> [Problem description]: Word for word, retype the entire listing.

> [Data extract]:

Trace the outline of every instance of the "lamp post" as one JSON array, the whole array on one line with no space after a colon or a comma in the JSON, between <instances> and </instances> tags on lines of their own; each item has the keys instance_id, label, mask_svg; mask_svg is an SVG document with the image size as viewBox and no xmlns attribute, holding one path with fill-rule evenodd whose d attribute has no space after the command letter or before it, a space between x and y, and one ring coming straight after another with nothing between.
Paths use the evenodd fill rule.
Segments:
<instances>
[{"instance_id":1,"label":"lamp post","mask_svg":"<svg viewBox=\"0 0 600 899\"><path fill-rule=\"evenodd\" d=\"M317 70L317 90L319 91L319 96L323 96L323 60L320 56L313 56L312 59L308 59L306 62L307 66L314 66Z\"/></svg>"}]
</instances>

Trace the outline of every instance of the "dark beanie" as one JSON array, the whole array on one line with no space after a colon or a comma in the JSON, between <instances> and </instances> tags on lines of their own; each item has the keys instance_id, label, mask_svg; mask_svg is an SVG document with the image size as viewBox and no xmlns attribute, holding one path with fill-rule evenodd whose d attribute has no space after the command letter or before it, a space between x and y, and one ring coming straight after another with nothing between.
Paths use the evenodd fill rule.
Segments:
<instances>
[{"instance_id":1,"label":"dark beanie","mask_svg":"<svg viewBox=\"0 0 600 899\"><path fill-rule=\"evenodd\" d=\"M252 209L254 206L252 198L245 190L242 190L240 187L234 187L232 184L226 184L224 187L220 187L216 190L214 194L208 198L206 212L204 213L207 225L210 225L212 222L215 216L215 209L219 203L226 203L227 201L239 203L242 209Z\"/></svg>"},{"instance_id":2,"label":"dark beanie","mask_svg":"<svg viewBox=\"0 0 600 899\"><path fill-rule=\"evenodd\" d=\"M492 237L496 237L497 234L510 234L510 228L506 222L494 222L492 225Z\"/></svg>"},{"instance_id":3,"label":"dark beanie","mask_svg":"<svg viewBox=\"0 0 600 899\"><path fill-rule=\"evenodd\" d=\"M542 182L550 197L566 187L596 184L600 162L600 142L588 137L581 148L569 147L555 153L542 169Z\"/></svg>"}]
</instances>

> [Result below]:
Trace the outline of every instance of the "lamp post" as one JSON array, the whole array on one line with no space after a colon or a comma in the JSON, between <instances> and </instances> tags on lines of their own; each item has the keys instance_id, label, mask_svg; mask_svg is an SVG document with the image size as viewBox and no xmlns attribute, holding one path with fill-rule evenodd whose d attribute has no space after the command letter or before it, a space between x and y, and one ring coming straight after another with nothing between.
Paths use the evenodd fill rule.
Segments:
<instances>
[{"instance_id":1,"label":"lamp post","mask_svg":"<svg viewBox=\"0 0 600 899\"><path fill-rule=\"evenodd\" d=\"M317 70L317 90L319 91L319 96L323 96L323 60L320 56L313 56L312 59L308 59L306 62L307 66L314 66Z\"/></svg>"}]
</instances>

Trace the outline of every instance of the "dark beanie" as one JSON array, the whole array on one line with no space after a colon or a comma in the JSON, between <instances> and </instances> tags on lines of their own; each item has the keys instance_id, label, mask_svg; mask_svg is an SVG document with the image size as viewBox and no xmlns attribute, holding one path with fill-rule evenodd whose d attribute has no space after the command letter or before it, a space between x and y, and one ring coming straight after another with nothing between.
Paths use the evenodd fill rule.
Segments:
<instances>
[{"instance_id":1,"label":"dark beanie","mask_svg":"<svg viewBox=\"0 0 600 899\"><path fill-rule=\"evenodd\" d=\"M252 209L254 206L252 198L245 190L242 190L240 187L234 187L232 184L226 184L224 187L220 187L216 190L214 194L208 198L206 212L204 213L207 225L210 225L212 222L215 216L215 209L219 203L226 203L227 201L239 203L242 209Z\"/></svg>"},{"instance_id":2,"label":"dark beanie","mask_svg":"<svg viewBox=\"0 0 600 899\"><path fill-rule=\"evenodd\" d=\"M492 237L496 237L497 234L510 234L510 228L506 222L494 222L492 225Z\"/></svg>"},{"instance_id":3,"label":"dark beanie","mask_svg":"<svg viewBox=\"0 0 600 899\"><path fill-rule=\"evenodd\" d=\"M542 182L550 197L566 187L596 184L600 162L600 142L588 137L581 148L569 147L555 153L542 169Z\"/></svg>"}]
</instances>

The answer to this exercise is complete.